List every member of the "Roman Club" whom the Sundome review names.

+++ TEXT FOR ANALYSIS

Friday, October 08, 2010

Book-A-Day 2010 # 247 (10/8) -- Sundome, Vol. 7 by Kazuto Okada

At this point in my writing about Sundome -- a manga about one teen boy who is far too focused on one girl and has fallen into a kind of dominance/submission relationship with her (without the usual whips-and-chains accouterments) -- I don't really have anything more to say that I didn't say about Volume One, or Two, or Three, or Four, or Five, Or Six. (And there's only one more, which is good for my lack-of-things-to-say problem.)

The mix of elements is the same here as in previous volumes: Hideo Aiba, the viewpoint character, has gained a bit of spine and self-regard, but he's still utterly in thrall to Kurumi Sahana, and is sexually obsessed with her to a degree unhealthy even in a teenage boy. (She said, early in the series, that she'd never have sex with him, but their relationship has progressed to the point where she allows him to masturbate -- sometimes in front of her -- and she becomes notably aroused by his arousal a couple of times here.) Hideo is also still president of their school's "Roman Club," which is ostensibly dedicated to all things "romantic," but actually is a Haruhi Suzumiya-style outlet for investigations of the paranormal...without the actual eruptions of the paranormal from Haruhi. The rest of the members of the club are nearly all geek stereotypes (the butt-obsessed ex-president, quiet Tatsuya Yatsu, and bespectacled Katsu Toshitsuku), except for random (and, I think, meant to be Western) hottie Kyouko, who joined the club way back in the beginning for contrived reasons I don't remember in detail.

++++++
+++ RECORDED DATA

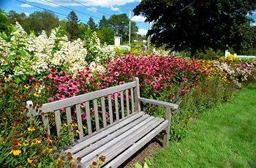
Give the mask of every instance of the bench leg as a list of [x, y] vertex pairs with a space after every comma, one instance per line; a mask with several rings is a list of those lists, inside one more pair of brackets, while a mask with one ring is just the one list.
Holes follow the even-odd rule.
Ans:
[[168, 147], [169, 145], [169, 140], [170, 140], [170, 108], [167, 107], [166, 108], [166, 113], [165, 113], [165, 120], [169, 121], [169, 123], [166, 129], [165, 129], [165, 136], [164, 136], [164, 143], [163, 147], [165, 148]]

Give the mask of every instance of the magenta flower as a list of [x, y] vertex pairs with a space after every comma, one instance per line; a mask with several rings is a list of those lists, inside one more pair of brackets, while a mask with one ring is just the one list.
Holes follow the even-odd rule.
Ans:
[[53, 102], [54, 101], [54, 98], [53, 97], [50, 97], [49, 99], [48, 99], [48, 102]]

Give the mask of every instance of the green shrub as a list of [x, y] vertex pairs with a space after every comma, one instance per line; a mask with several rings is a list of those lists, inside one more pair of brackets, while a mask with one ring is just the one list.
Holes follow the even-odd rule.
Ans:
[[219, 50], [214, 51], [212, 48], [205, 50], [203, 52], [197, 51], [196, 53], [197, 58], [210, 60], [218, 59], [224, 55], [225, 53], [223, 51], [221, 51]]

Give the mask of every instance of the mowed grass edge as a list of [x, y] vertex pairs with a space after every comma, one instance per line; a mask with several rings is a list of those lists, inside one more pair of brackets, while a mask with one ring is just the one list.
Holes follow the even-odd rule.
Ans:
[[256, 167], [256, 84], [200, 114], [188, 129], [153, 156], [154, 167]]

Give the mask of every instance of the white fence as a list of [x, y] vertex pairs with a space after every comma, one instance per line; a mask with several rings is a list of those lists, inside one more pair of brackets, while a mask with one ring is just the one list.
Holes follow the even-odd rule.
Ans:
[[[225, 58], [227, 58], [229, 55], [231, 53], [227, 50], [225, 51]], [[238, 58], [256, 58], [256, 56], [241, 56], [241, 55], [237, 55], [236, 53], [234, 53], [235, 56], [237, 56]]]

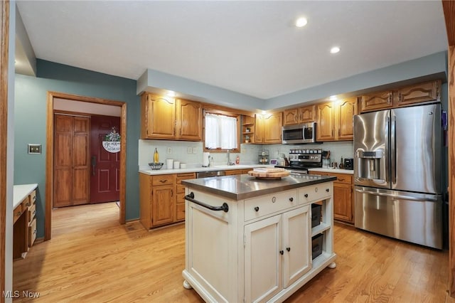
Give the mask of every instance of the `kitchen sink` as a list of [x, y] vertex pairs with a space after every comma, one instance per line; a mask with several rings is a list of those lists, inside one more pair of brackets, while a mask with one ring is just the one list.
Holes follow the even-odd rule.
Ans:
[[216, 167], [217, 169], [251, 169], [252, 168], [252, 165], [215, 165], [213, 167]]
[[224, 171], [198, 171], [196, 173], [196, 179], [225, 175], [226, 173]]

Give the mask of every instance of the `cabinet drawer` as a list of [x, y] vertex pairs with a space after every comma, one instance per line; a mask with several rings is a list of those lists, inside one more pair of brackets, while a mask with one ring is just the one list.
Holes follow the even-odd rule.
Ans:
[[31, 221], [31, 223], [28, 226], [28, 247], [31, 248], [36, 239], [36, 218]]
[[245, 220], [252, 220], [297, 205], [297, 191], [288, 191], [245, 201]]
[[333, 191], [333, 186], [328, 183], [299, 188], [299, 203], [300, 204], [306, 204], [310, 202], [324, 200], [331, 196]]
[[159, 185], [169, 185], [173, 183], [173, 175], [154, 176], [151, 184], [154, 186]]
[[35, 218], [36, 215], [36, 204], [33, 203], [31, 206], [28, 206], [28, 223], [30, 223], [32, 220]]
[[22, 215], [22, 213], [23, 213], [23, 206], [24, 206], [23, 205], [23, 202], [21, 203], [21, 204], [18, 205], [17, 206], [16, 206], [16, 208], [14, 208], [14, 211], [13, 212], [13, 215], [14, 215], [14, 222], [16, 223], [16, 221], [17, 221], [17, 219], [19, 218], [19, 217], [21, 216], [21, 215]]
[[178, 203], [176, 207], [176, 220], [185, 220], [185, 203]]
[[338, 173], [325, 173], [321, 171], [311, 171], [311, 174], [321, 175], [321, 176], [336, 176], [336, 180], [333, 182], [344, 183], [346, 184], [353, 184], [353, 175], [349, 174], [338, 174]]
[[187, 180], [189, 179], [196, 179], [196, 175], [194, 173], [189, 174], [177, 174], [177, 184], [181, 184], [182, 180]]
[[336, 177], [336, 180], [333, 182], [344, 183], [346, 184], [352, 184], [352, 175], [347, 174], [330, 174], [331, 176]]
[[36, 202], [36, 191], [33, 191], [31, 192], [31, 193], [30, 193], [29, 198], [30, 204], [35, 204], [35, 203]]
[[182, 180], [188, 180], [191, 179], [196, 179], [196, 174], [194, 173], [191, 174], [178, 174], [176, 180], [176, 191], [177, 193], [181, 193], [185, 192], [185, 186], [182, 185]]

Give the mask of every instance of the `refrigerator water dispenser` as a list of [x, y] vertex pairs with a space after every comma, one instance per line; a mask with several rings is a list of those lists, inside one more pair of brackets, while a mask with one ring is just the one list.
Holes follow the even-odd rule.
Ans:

++++++

> [SOLUTION]
Hideo Aiba, Tatsuya Yatsu, Katsu Toshitsuku, Kyouko